A study and subsequent report by the Bay Area Council’s Economic Institute found that the Bay Area had an estimated 35,118 unhoused individuals in 2020, the third-highest of any region in the United States. The Bay Area’s unhoused population is also growing faster than the general population. In Alameda County alone, the percentage of unhoused people has exploded by 87% in the period between 2010 and 2020 (shown in Figure 2 below).
As of 2019, there were over 1,000 unhoused people in the City of Berkeley. There has been no official city count since the beginning of the Coronavirus pandemic, but due to its socio-economic implications, I feel it is safe to say that number has increased.

****************************************

→ **Task to complete**: Rewrite the passage on the Bay Area's unhoused population between "A study and" and "number has increased.", inclusive, and swap "unhoused" for "homeless" each time it appears.

Records from a data collection
****************************************

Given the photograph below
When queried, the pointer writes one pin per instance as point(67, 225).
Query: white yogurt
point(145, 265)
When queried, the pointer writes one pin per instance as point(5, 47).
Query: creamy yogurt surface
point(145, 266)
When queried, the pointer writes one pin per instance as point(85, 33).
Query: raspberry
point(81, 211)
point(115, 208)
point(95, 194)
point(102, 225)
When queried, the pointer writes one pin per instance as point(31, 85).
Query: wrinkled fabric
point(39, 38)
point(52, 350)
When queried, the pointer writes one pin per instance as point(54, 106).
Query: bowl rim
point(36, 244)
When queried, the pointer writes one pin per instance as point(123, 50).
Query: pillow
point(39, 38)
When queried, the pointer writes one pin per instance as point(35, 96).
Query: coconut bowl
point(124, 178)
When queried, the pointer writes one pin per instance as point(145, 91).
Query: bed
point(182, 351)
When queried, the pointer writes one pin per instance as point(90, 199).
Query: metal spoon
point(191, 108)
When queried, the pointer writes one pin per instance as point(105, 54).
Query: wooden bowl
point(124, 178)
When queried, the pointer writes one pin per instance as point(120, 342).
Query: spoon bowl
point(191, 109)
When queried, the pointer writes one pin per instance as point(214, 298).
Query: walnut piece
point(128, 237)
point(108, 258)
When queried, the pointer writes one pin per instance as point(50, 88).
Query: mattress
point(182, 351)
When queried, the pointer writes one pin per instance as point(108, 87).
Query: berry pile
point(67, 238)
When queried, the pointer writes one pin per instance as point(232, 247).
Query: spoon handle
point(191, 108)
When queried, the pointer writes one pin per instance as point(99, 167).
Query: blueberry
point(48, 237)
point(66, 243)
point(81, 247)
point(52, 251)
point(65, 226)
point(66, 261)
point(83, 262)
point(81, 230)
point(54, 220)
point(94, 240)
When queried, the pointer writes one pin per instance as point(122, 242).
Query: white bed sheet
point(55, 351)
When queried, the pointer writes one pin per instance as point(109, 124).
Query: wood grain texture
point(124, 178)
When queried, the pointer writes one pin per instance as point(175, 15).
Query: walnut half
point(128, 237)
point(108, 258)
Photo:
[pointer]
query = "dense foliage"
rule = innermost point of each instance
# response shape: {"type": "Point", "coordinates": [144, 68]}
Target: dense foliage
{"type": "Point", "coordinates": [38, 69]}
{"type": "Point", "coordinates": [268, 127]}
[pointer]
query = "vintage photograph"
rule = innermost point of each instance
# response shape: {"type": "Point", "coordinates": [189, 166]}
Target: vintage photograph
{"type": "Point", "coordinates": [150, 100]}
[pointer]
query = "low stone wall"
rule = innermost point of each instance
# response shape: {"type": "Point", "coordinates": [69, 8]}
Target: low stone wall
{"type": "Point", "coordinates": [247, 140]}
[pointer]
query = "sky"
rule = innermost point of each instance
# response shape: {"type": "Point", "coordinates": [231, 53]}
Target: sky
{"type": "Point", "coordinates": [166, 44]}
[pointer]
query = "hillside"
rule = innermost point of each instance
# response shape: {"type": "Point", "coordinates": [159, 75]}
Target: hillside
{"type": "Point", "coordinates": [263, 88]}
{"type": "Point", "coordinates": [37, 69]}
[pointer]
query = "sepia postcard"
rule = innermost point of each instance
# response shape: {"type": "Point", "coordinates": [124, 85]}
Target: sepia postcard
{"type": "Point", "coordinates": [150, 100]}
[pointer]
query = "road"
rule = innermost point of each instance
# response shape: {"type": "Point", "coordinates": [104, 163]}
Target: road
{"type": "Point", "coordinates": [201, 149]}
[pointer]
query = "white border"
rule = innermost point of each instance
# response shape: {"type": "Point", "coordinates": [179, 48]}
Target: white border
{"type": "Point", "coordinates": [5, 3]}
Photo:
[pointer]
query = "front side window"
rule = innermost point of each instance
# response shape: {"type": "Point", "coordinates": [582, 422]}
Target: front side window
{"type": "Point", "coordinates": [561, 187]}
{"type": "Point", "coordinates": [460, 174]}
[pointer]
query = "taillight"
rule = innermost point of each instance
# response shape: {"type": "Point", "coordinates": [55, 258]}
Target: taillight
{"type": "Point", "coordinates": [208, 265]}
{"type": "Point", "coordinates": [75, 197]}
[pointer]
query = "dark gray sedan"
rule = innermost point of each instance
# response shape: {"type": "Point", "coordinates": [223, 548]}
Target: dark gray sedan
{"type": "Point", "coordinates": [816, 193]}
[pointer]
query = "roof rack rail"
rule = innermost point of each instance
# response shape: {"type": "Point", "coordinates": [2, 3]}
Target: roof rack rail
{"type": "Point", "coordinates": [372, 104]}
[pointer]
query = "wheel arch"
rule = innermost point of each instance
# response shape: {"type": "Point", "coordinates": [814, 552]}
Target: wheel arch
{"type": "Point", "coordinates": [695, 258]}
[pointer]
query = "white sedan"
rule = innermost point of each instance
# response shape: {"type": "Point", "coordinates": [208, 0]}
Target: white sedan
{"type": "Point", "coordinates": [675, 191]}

****************************************

→ **Task output**:
A study and subsequent report by the Bay Area Council’s Economic Institute found that the Bay Area had an estimated 35,118 homeless individuals in 2020, the third-highest of any region in the United States. The Bay Area’s homeless population is also growing faster than the general population. In Alameda County alone, the percentage of homeless people has exploded by 87% in the period between 2010 and 2020 (shown in Figure 2 below).
As of 2019, there were over 1,000 homeless people in the City of Berkeley. There has been no official city count since the beginning of the Coronavirus pandemic, but due to its socio-economic implications, I feel it is safe to say that number has increased.